━━━ GIVEN RECORDS

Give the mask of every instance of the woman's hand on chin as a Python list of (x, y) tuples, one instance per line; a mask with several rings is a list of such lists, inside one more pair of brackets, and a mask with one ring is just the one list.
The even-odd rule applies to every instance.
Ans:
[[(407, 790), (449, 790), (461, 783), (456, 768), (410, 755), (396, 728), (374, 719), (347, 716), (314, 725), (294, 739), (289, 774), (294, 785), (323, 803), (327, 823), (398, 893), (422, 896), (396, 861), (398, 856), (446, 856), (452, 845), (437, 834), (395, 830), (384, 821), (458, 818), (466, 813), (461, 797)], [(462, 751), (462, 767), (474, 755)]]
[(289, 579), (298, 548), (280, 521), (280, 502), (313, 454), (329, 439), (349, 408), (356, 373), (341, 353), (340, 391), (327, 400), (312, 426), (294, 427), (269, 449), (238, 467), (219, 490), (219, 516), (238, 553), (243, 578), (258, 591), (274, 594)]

━━━━━━

TASK: Retype all of the items above line for line, changing nothing.

WRITTEN SOLUTION:
Give the mask of every instance of the woman's hand on chin as a Python list of (x, y) tuples, one instance per line; a mask with several rings is a list of such lists, inside one more pair of brackets, and a mask with one ring is just the one list.
The even-odd rule applies to every instance.
Ans:
[[(407, 790), (449, 790), (461, 783), (456, 768), (410, 755), (396, 728), (374, 719), (347, 716), (314, 725), (294, 739), (289, 774), (294, 785), (323, 803), (327, 823), (398, 893), (422, 896), (396, 861), (398, 856), (446, 856), (452, 845), (437, 834), (395, 830), (384, 821), (458, 818), (466, 813), (461, 797)], [(462, 751), (462, 767), (474, 755)]]
[(289, 579), (298, 548), (280, 521), (280, 502), (313, 454), (329, 439), (349, 408), (356, 373), (341, 353), (340, 391), (327, 400), (312, 426), (294, 427), (269, 449), (238, 467), (219, 490), (219, 516), (238, 553), (243, 578), (258, 591), (274, 594)]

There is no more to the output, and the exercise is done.